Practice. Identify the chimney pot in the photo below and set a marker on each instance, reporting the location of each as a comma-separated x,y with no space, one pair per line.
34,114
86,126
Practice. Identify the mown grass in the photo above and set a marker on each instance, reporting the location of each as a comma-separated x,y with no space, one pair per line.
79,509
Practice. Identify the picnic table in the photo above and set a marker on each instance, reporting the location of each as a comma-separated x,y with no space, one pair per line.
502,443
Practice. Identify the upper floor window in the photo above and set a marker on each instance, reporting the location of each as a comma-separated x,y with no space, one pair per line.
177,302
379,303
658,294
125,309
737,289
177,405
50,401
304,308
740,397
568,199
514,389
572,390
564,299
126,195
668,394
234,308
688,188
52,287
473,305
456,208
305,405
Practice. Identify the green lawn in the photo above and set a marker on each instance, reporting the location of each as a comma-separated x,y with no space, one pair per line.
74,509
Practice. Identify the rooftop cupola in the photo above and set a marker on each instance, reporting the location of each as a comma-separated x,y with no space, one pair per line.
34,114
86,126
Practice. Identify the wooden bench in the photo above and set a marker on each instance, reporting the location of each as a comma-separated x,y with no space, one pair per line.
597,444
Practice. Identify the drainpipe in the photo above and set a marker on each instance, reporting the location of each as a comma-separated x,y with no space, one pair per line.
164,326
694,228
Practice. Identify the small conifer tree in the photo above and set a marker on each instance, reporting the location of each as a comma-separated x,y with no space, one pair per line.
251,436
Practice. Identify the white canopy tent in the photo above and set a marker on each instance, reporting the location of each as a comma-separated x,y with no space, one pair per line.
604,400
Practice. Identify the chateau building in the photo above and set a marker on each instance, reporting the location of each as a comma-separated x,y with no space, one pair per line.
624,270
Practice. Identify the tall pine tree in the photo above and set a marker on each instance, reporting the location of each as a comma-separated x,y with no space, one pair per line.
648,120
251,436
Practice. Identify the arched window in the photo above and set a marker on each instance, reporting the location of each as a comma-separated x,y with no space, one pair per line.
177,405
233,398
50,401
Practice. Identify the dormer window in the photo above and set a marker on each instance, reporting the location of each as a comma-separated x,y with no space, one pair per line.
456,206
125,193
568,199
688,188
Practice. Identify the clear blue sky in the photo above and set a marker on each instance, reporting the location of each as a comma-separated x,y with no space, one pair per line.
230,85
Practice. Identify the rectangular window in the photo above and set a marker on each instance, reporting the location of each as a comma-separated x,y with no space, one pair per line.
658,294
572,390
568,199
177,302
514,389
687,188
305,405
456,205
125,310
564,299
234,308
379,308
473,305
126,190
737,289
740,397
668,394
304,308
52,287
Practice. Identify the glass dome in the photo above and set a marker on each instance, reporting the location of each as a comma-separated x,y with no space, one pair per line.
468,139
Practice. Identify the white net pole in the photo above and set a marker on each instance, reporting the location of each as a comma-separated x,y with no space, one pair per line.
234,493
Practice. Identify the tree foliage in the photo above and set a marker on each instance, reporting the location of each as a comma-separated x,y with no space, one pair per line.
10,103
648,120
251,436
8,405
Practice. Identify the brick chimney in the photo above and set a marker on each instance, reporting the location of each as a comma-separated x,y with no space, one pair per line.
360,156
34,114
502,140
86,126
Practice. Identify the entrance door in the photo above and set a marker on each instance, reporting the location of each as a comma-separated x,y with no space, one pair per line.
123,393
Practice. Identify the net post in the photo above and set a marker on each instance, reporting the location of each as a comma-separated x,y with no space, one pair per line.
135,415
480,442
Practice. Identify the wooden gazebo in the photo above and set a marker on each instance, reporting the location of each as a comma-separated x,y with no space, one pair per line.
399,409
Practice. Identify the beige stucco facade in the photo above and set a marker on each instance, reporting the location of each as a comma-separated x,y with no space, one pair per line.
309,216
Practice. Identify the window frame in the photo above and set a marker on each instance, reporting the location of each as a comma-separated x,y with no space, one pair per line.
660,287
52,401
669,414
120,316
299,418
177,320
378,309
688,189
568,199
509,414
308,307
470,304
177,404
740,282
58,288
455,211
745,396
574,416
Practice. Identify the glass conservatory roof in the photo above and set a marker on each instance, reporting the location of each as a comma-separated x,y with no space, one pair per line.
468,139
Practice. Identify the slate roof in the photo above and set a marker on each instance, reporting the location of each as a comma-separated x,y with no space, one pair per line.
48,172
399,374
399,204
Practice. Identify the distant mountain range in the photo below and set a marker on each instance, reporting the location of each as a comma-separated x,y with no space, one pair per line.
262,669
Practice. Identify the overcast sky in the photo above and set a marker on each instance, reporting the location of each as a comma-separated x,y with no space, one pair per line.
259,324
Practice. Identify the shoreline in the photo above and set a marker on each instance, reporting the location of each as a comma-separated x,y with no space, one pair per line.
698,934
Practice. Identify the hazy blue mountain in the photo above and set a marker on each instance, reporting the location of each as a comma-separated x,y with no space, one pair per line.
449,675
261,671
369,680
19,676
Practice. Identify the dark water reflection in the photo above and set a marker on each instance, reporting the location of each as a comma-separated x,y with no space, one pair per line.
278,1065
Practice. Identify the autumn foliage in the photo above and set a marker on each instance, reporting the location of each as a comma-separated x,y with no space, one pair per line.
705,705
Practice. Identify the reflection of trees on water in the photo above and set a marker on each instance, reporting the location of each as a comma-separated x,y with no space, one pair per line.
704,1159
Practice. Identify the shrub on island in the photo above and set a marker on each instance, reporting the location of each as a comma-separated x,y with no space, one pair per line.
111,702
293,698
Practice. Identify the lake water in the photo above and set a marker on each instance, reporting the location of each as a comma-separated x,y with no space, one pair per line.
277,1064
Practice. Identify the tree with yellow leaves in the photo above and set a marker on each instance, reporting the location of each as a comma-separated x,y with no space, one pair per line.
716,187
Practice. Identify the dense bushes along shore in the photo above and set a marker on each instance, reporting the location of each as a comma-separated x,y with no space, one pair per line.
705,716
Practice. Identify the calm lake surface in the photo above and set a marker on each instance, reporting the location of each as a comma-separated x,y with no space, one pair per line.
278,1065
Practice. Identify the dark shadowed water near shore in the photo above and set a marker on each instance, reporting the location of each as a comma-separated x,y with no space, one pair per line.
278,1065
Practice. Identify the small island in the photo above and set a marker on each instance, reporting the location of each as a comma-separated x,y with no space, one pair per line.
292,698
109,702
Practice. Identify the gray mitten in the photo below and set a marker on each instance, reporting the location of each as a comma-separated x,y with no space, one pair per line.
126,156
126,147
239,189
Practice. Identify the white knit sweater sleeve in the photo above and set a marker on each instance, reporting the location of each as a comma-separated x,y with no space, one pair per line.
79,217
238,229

→ **Exercise objective**:
Beginning with the first line above, transcribe all of the data exactly.

→ **Task result**:
Practice. Identify the chimney pot in the photo below and set a marker on each instance, reporting the location of each as a comma-separated x,y with no space, one pair per line.
34,114
86,126
Practice. Identify the mown grass in the photo above and set a marker on each instance, reporting the location of each as a comma-separated x,y with no space, one pair per line.
79,509
Practice. Identify the picnic table in the photo above and set a marker on each instance, reporting the location of each as a comma-separated x,y with no space, one pair per line.
502,443
Practice. Identify the upper floor window in the photo above and set a marker on each instance, reporting the location of each as a comma-separated x,y with no space, one pair per line.
177,302
379,303
658,294
125,309
737,289
177,405
50,401
304,308
740,397
568,199
514,389
572,390
564,299
126,195
668,394
234,308
688,188
52,287
473,305
456,208
305,405
Practice. Identify the green lawn in the photo above and set a marker on each instance, reporting the location of each as a comma-separated x,y with no space, one pair per line.
74,509
Practice. Identify the rooftop cupola in the photo above and set a marker on each instance, reporting the location of each as a comma-separated x,y with no space, one pair per line.
34,114
86,126
Practice. Identify the wooden bench in the photo above and set a marker on each instance, reporting the location of each as a comma-separated x,y with no space, one pair per line.
597,444
Practice. Identify the drainpipe in the photo above and set a marker on each instance, reporting the location of each as a comma-separated x,y with no space, one pair per line.
164,326
694,228
Practice. Identify the small conifer tree in the photo above and set a marker on each instance, reporting the location of each as a comma-separated x,y with no space, one pair per line.
251,436
Practice. Identify the white canopy tent in the photo above and set a marker on each instance, reporting the location of each as a comma-separated x,y with no space, one pair per line.
604,400
Practice. Identify the chateau building in the photo above and set a marker on each instance, reporting the location of each as a comma-separated x,y with no space, one pair per line.
624,270
Practice. Identify the tall pine tree in the photo above and set a marker on each instance, reporting the location of each as a comma-separated x,y with no space, one pair per line.
648,120
251,436
Practice. Identify the arched window in the photo above and set a marker on each instance, reporting the location of each as a comma-separated x,y with no space, one pair per line.
177,405
233,398
50,401
Practice. Identify the dormer window in the photo above and set a marker on each instance, reporting the location of each as a comma-separated x,y with no space, one pair per line.
456,206
125,193
568,199
688,188
Practice. Identify the clear blue sky in the photo above and set a marker on each instance, reporting the location of each as a comma-separated x,y with no space, one pair per line.
230,85
Practice. Identify the rectangular window in the photo above and set a marker on each instance, reporting the location of each as a comma-separated x,y with no space, one pair per line.
658,294
572,390
568,199
177,302
514,389
687,188
305,405
456,205
125,310
564,299
234,308
379,308
473,305
126,190
737,289
740,397
668,394
304,308
52,287
Practice. Identify the glass dome in the photo above and set a marker on each instance, reporting the location of each as a comma-separated x,y with no space, one pair per line.
468,139
Practice. Identify the white net pole in the photo above and set a marker on each instance, reporting the location of each as a comma-separated x,y with no space, one pair per line.
234,493
Practice. Identify the tree foliage in the photo above and set a marker on each instance, reporting the location of each as a comma-separated x,y with no space, one pair per line.
10,103
648,120
251,436
8,405
Practice. Identify the brick chimney in the photo above and set a marker on each instance, reporting the location of each as a comma-separated x,y with no space, one pair per line.
360,156
34,114
502,140
86,126
Practice. Identify the entrance door in the photo above and set a marker on each instance, reporting the location of each as a comma-separated x,y with no space, one pair per line.
123,393
Practice. Identify the net post in the photo above and set a marker on each instance, reporting the location of each as a comma-separated x,y with no space, one pair per line.
135,415
480,442
Practice. Identify the wooden gazebo in the photo above and set a marker on each instance, reporting the location of each as a comma-separated x,y with no space, one pair per line.
399,409
Practice. Identify the beige stucco facade in the photo above and set a marker on each instance, reporting the location of each as a comma-separated x,y with no space, one pair per line.
309,216
Practice. Identify the window frame in the photo above and set a marker on each instance, reporting the location of each as a comma-separated x,y with no space, one pair per line.
660,287
52,401
669,414
120,316
299,418
177,320
378,309
688,189
568,199
509,414
308,307
470,304
177,404
740,282
58,288
455,211
745,396
574,416
Practice. Identify the glass conservatory roof in the photo above and set a marker on each instance, reporting the location of each as a comma-separated x,y with no space, one pair per line.
468,139
Practice. Identify the slate roof in the photo above and set a marker on each instance, reporting the location of each as a comma-separated x,y with no space, one pair per line.
48,172
399,374
399,204
Practice. Identify the distant mountain range in the photo below and set a marker on each instance, reporting the location of each as a comma-separated x,y with no space, one pair per line.
262,669
Practice. Identify the overcast sky in the photo above and set a marker on each instance, reporting the location of each as a comma-separated x,y with no space, one pair per line.
259,324
Practice. Identify the shoreline in the photo above and set a marker on each instance, reporting the location of each as a comma-separated x,y with no space, one pair per line.
698,934
Practice. Identify the hazy blue mountain in the photo above and set a marker on each instance, reporting the location of each as a comma-separated x,y with no space, one pair per line.
449,675
261,671
369,680
19,676
Practice. Identify the dark water reflection in the photo above and set a marker on each instance, reporting the location of each as a comma-separated x,y with no space, one pair per line.
278,1065
Practice. Identify the autumn foliage in the photo above and set a marker on each instance, reporting the location of each as a comma-separated x,y with no space, one pair per line.
705,705
Practice. Identify the reflection of trees on water in the photo above and set a marker on each instance, reporting the location of each as a comma-separated x,y with no space, one pair per line.
704,1159
Practice. Identify the shrub on island in the photo above and set a marker on each instance, reporting the location of each as a comma-separated x,y with no space, one pair per line.
111,702
293,698
Practice. Identify the lake water in the photo above and set a marker on each instance, reporting the location of each as a comma-separated x,y with no space, one pair per line.
277,1064
Practice. Identify the tree with yellow leaves in the photo above and set a marker on each instance, reporting the location of each as a comma-separated x,y with no space, one pair per line.
716,187
Practice. Identify the dense bushes along shore in the photo above and set a marker on each instance, reporting the location of each as a comma-separated x,y with no space, one pair per line.
705,716
Practice. Identify the calm lake surface in the photo above and set a marker on each instance, reporting the location of each as a comma-separated x,y with no space, one pair per line.
278,1065
Practice. Identify the dark shadowed water near shore in the photo above and set a marker on each instance, reporting the location of each as a comma-separated x,y with no space, one pair per line.
278,1065
Practice. Identify the small island in the photo above and set a marker on each instance, reporting the location of each as a comma-separated x,y with no space, one pair per line.
292,698
109,702
Practice. Identify the gray mitten in the photo below and set a marker on each instance, reporting the location of each as a comma-separated x,y with no space, one pair per line.
126,156
126,147
239,189
Practice. Identify the white knit sweater sleeve in the photo above and set a marker on each instance, reporting the location of each as a comma-separated x,y with no space, one pair per line.
79,217
238,229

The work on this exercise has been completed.